A little less than a year ago, I confronted something which most people either never have to face, or face much younger than their 30's.

Unless they are adopted.

A lot of adoptees are bastards. Our mothers were not married, or were exploring infidelity at the time of our conception.1 After searching for our families for years (in many cases), you think you are prepared for anything.

Your mother was mentally ill. OK, I can handle that. It explains a lot, and, with the relatively primitive treatments available at the time, it's not surprising that they couldn't do more for her.

Your mother killed herself twenty years ago. OK, I can handle that. I never knew her, I'll never know her. My situation isn't nearly as bad as my friends who lived through parental suicides, or my siblings, who lost a mother. All I lost was an abstraction. I would have liked to have known her, but since I can't, I can't. C'est la guerre.

________________

• [Complete the following]
[a] According to the essay on adoption, how long ago did the writer's mother kill herself?
[b] Reproduce everything in the adoption essay from "Your mother was" down to "more for her.".
The data that comes after this text is not needed for anything here.

________________

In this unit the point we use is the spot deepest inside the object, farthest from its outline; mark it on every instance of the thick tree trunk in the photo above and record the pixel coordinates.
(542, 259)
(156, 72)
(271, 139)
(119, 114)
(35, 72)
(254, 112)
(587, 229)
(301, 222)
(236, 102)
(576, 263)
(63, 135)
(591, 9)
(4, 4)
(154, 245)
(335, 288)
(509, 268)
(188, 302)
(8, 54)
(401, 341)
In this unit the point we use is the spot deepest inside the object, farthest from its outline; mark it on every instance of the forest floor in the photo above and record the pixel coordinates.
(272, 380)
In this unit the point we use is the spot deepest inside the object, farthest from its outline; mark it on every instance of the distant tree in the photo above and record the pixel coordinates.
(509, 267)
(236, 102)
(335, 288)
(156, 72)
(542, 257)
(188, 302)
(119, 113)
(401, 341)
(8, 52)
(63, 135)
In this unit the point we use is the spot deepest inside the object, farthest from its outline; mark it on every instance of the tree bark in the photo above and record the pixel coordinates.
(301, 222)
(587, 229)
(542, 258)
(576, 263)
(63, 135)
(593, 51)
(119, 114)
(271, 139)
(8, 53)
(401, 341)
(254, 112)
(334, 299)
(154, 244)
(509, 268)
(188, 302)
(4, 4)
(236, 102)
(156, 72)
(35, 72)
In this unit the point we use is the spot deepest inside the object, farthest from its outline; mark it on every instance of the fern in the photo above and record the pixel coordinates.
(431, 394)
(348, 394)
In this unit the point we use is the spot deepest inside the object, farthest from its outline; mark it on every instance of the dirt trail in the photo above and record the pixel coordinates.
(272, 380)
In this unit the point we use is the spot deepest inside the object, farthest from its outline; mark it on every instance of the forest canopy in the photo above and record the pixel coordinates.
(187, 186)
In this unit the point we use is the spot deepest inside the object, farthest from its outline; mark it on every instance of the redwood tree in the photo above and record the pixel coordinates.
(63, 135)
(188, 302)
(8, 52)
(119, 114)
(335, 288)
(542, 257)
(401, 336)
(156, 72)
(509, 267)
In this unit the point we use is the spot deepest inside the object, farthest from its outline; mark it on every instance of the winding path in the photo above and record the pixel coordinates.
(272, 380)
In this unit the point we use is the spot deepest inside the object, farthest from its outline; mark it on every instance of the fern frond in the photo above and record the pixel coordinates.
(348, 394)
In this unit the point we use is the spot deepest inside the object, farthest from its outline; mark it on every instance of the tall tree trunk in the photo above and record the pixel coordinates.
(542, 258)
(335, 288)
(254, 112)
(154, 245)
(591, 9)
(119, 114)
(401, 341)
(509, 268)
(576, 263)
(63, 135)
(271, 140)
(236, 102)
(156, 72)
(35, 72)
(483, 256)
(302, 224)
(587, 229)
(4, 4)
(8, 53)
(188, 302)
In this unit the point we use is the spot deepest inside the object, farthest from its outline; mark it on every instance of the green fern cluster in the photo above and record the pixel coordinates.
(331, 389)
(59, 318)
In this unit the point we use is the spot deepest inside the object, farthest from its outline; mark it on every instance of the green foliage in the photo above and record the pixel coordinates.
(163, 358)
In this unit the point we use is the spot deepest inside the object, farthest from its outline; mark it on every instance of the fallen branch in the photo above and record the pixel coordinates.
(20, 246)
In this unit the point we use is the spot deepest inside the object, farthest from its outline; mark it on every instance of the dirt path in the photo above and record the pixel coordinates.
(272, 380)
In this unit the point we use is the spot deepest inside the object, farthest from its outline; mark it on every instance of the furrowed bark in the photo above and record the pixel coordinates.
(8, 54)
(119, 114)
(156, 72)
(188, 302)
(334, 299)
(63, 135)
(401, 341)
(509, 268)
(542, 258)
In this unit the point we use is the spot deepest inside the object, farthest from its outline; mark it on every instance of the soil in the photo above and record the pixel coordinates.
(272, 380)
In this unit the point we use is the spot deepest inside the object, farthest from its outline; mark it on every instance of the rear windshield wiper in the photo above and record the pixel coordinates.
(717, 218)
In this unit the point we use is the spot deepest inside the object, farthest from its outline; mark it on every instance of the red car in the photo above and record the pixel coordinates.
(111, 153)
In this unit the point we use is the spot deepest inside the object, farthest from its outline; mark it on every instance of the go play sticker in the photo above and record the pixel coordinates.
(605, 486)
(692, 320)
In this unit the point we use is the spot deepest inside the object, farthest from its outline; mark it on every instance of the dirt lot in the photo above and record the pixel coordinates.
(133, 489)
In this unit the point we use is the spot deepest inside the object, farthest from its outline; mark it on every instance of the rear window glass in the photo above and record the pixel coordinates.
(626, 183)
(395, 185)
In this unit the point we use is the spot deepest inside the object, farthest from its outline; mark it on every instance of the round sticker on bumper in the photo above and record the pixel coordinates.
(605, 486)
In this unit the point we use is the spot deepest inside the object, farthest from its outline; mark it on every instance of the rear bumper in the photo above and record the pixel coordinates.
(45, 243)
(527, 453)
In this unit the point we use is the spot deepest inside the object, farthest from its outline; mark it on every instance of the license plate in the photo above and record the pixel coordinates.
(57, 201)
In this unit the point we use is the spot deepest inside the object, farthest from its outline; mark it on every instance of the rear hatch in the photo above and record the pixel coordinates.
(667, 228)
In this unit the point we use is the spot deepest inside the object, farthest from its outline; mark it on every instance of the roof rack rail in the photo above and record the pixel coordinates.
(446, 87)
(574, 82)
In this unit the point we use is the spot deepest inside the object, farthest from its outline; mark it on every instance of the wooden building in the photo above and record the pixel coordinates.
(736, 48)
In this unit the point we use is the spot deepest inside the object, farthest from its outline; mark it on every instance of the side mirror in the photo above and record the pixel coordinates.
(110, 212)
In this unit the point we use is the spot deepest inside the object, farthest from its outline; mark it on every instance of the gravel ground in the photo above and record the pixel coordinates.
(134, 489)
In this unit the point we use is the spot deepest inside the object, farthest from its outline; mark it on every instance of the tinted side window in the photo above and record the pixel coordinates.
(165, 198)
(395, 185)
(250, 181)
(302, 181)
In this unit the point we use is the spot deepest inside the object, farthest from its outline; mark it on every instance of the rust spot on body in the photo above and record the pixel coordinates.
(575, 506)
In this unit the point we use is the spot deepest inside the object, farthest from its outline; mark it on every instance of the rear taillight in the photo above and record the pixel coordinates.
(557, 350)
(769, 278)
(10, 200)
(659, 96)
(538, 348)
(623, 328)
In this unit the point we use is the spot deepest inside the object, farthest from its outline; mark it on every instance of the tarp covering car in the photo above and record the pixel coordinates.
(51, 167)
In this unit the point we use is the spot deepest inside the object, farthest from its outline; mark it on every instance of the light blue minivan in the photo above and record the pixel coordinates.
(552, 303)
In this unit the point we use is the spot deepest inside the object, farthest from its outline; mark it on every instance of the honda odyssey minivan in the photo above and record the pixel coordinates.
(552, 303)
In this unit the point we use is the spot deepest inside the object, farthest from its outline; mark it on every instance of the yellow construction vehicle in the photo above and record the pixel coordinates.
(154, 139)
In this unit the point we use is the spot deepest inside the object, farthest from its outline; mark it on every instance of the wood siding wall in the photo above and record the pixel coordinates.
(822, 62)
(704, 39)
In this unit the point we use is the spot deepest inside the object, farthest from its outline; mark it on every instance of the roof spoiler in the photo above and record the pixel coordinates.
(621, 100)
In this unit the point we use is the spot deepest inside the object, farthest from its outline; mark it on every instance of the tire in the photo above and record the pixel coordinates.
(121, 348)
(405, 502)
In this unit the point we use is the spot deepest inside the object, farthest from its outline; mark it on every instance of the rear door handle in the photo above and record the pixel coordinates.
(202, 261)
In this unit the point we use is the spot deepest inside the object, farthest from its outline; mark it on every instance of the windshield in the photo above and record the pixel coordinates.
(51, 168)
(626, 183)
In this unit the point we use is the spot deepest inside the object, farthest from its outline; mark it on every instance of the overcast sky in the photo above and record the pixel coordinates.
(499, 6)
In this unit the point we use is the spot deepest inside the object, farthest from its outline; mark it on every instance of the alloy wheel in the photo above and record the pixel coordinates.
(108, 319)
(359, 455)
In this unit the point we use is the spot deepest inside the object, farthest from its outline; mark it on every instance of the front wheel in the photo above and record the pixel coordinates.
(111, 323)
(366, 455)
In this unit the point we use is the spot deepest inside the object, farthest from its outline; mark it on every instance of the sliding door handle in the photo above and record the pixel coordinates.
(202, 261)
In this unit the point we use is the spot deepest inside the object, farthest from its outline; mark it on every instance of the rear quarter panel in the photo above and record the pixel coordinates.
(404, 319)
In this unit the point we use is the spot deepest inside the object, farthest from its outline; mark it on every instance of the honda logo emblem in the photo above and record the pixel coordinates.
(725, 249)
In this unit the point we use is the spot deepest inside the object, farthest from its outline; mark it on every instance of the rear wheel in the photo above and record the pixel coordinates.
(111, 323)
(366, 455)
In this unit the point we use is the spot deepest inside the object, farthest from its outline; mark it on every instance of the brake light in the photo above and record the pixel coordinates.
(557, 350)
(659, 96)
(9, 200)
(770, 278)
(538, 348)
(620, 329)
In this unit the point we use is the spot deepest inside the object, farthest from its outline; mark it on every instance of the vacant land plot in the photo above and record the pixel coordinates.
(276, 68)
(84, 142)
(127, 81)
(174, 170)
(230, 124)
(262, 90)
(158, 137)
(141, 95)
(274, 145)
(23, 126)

________________

• [Solutions to the tasks]
[a] Twenty years ago.

[b]
Your mother was mentally ill. OK, I can handle that. It explains a lot, and, with the relatively primitive treatments available at the time, it's not surprising that they couldn't do more for her.